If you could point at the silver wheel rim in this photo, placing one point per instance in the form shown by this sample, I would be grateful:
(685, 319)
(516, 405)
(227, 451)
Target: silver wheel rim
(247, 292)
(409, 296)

- **PROBLEM TO SOLVE**
Start at the first line of the material and write everything out exactly.

- **RESULT OF THE TASK**
If you could point at the silver wheel rim in this photo, placing one point per instance in the form shown by this sample, I would be grateful:
(685, 319)
(516, 405)
(227, 451)
Target: silver wheel rim
(247, 292)
(409, 296)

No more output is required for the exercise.